Give as output the line that contains "Tag one spot per instance of the bicycle pedal", followed by every remaining line of the entries, unchanged and with nothing added.

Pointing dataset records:
::::::::

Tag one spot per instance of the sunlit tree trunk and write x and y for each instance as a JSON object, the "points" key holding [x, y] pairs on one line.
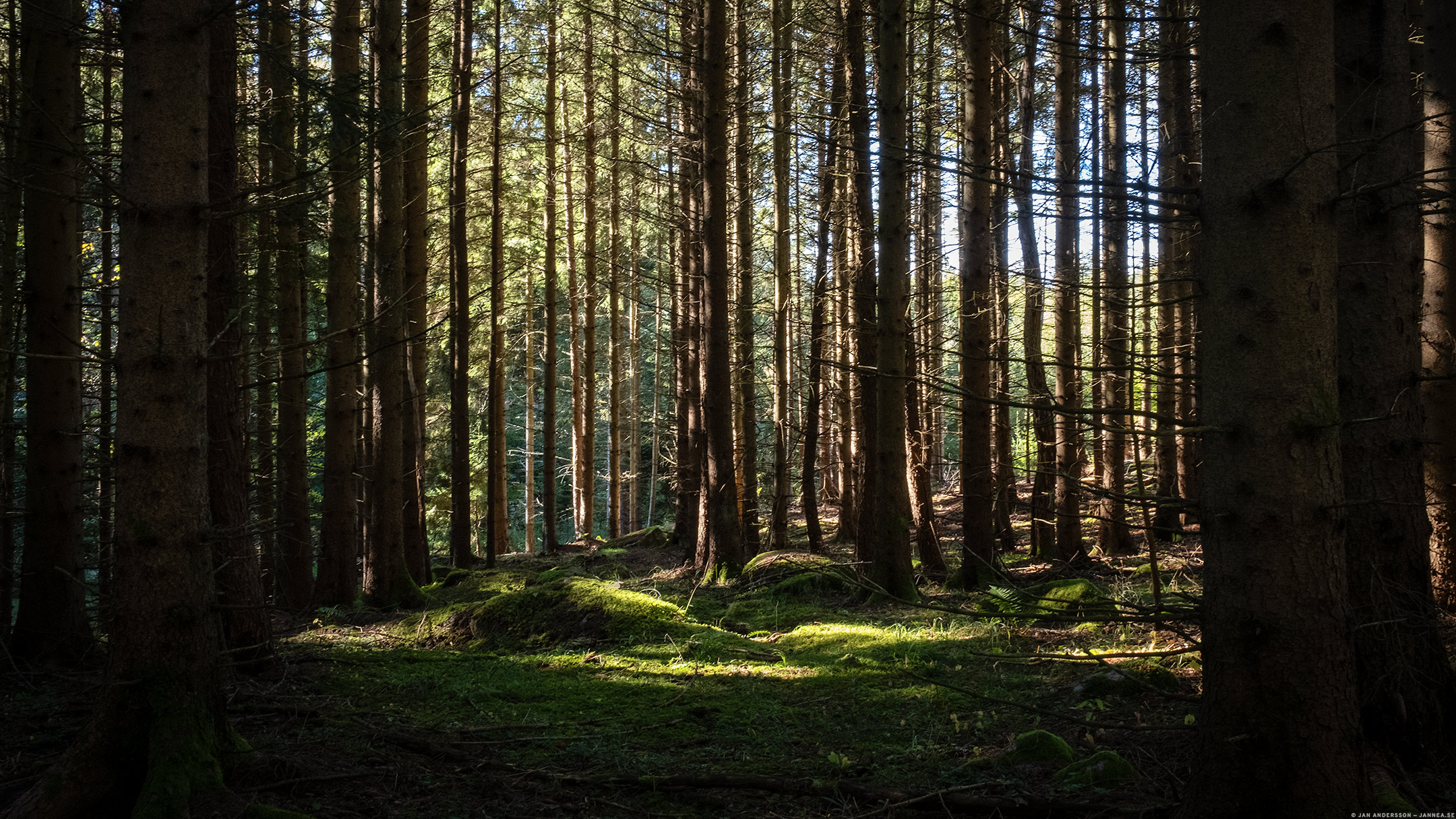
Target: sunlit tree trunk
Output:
{"points": [[746, 408], [462, 518], [720, 539], [1114, 537], [338, 529], [977, 480], [388, 580], [417, 273], [552, 301], [783, 21], [1439, 302]]}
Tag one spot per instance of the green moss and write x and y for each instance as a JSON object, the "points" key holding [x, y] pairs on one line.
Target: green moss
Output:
{"points": [[1103, 768], [568, 609], [1040, 746]]}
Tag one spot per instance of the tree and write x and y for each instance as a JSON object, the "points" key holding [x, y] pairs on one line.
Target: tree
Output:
{"points": [[783, 13], [1066, 326], [720, 539], [975, 220], [1438, 307], [51, 619], [158, 732], [388, 580], [338, 528], [1407, 696], [890, 509], [247, 628], [1279, 731]]}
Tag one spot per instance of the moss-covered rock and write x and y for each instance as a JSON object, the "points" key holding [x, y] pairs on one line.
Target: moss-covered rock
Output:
{"points": [[1103, 768], [568, 609], [1075, 597], [1040, 746]]}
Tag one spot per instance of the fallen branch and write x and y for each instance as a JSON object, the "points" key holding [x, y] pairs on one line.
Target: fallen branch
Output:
{"points": [[950, 799], [302, 780]]}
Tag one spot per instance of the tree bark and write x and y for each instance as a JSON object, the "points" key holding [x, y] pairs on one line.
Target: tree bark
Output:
{"points": [[388, 580], [720, 539], [977, 479], [159, 731], [51, 619], [552, 298], [247, 628], [1404, 678], [1276, 601], [417, 273], [338, 531], [1439, 302], [1114, 537], [497, 510], [462, 516]]}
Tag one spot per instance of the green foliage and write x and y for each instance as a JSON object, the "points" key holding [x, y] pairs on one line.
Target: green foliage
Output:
{"points": [[1103, 768], [1040, 746]]}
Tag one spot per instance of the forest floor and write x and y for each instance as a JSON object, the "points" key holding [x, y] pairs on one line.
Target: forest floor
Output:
{"points": [[576, 686]]}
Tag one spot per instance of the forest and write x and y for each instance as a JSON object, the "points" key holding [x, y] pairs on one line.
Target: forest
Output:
{"points": [[733, 408]]}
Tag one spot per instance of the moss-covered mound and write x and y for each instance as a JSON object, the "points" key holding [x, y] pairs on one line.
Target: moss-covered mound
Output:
{"points": [[1040, 746], [1103, 768], [561, 611]]}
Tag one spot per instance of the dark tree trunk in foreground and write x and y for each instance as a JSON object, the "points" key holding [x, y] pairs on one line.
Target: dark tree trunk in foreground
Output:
{"points": [[890, 537], [1279, 723], [1405, 681], [338, 528], [247, 628], [1113, 535], [977, 327], [51, 621], [1439, 302], [386, 574], [159, 729], [720, 541]]}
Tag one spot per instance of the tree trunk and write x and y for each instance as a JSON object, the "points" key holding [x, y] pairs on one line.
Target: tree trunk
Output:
{"points": [[1404, 675], [497, 510], [417, 272], [748, 400], [247, 630], [388, 580], [51, 619], [462, 519], [977, 480], [159, 731], [587, 449], [783, 21], [1043, 519], [1174, 168], [338, 529], [1114, 537], [1276, 601], [720, 539], [552, 299], [1439, 302], [615, 287]]}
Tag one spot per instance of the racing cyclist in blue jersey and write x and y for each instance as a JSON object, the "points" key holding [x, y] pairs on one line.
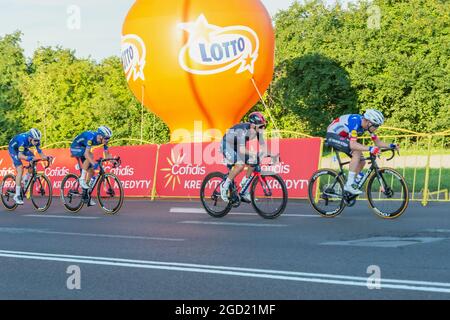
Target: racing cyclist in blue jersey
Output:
{"points": [[235, 151], [343, 135], [19, 149], [81, 149]]}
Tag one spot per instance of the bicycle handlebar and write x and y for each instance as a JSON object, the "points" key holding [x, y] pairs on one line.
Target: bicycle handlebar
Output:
{"points": [[48, 161], [385, 150], [117, 161]]}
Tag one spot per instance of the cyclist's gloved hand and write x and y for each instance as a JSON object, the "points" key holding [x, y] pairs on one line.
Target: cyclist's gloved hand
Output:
{"points": [[374, 151], [393, 146]]}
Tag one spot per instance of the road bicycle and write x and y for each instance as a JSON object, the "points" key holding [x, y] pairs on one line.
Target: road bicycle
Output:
{"points": [[268, 193], [109, 190], [38, 186], [387, 191]]}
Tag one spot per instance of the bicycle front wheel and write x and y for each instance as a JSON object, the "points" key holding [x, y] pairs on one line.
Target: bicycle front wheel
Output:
{"points": [[110, 194], [210, 196], [8, 192], [41, 193], [325, 193], [269, 196], [387, 193], [71, 193]]}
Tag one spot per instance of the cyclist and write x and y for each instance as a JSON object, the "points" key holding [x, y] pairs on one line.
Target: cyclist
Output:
{"points": [[81, 149], [234, 149], [343, 135], [19, 149]]}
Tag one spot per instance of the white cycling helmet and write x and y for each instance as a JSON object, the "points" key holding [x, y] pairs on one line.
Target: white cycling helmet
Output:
{"points": [[105, 131], [35, 134], [374, 116]]}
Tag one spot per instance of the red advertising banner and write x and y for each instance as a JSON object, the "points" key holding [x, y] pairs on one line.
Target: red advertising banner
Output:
{"points": [[136, 172], [6, 166], [183, 167]]}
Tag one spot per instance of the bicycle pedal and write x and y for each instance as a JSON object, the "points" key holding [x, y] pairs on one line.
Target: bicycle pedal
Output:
{"points": [[245, 201]]}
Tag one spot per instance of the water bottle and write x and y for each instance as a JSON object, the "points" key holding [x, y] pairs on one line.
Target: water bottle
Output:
{"points": [[359, 178], [26, 178], [92, 182]]}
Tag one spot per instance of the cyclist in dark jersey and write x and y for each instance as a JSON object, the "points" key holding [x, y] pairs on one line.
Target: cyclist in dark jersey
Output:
{"points": [[236, 153], [81, 148], [343, 135], [19, 149]]}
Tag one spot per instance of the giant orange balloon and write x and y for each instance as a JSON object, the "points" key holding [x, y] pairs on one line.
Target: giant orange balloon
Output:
{"points": [[192, 61]]}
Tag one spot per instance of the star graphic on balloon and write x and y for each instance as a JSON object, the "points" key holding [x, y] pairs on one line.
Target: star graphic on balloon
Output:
{"points": [[199, 29], [248, 63]]}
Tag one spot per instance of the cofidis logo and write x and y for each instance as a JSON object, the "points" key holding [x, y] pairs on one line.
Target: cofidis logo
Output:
{"points": [[212, 49], [133, 57]]}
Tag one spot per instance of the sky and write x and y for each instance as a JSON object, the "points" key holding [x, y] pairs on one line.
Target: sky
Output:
{"points": [[49, 23]]}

::::::::

Result —
Tag one spot per instance of the bicycle pedal and write x and y for each instance as a JSON object, the "points" key holding [x, y] pairs on one line.
Target: bicycle pedal
Output:
{"points": [[245, 201]]}
Tag one spot per instance of the water bottle and write x and y for each instance as a JSON object, the "points" key holding [x, y] pairs on one line.
Target: water bottle
Output:
{"points": [[359, 178], [26, 178], [92, 182]]}
Tag one spot per instance of the cyclist in dark jersey and write x and y for each instance as a JSON object, the "points" key holding [x, y] pairs on one line.
Target: cyclist in dark jersey
Output:
{"points": [[236, 153], [81, 148], [343, 135], [19, 149]]}
Tag one spot per instance of the giant orange balloon and write x and y for each instance as a JSON object, the "points" key holding [x, y] pairs on one line.
Target: giant orange balloon
Output:
{"points": [[192, 61]]}
Tag one spot per instance of the star graphic on balloon and write x and y for each instance as a JSON object, the "points" key holding [x, y] pairs on one line.
Target: star graphic on balloon
Output:
{"points": [[199, 29], [248, 63]]}
Tag one spot per instance of the cofidis logo and write x and y for each instance as a JSON object, the "points" key holding [x, y] pairs on one line.
Target: cofidis logo
Output:
{"points": [[212, 49], [133, 57]]}
Tag one spot per instance of the sky and write x and y for each instance as a JSON object, the "points" key holding [x, y] pairs on one line.
Target: sky
Output:
{"points": [[49, 23]]}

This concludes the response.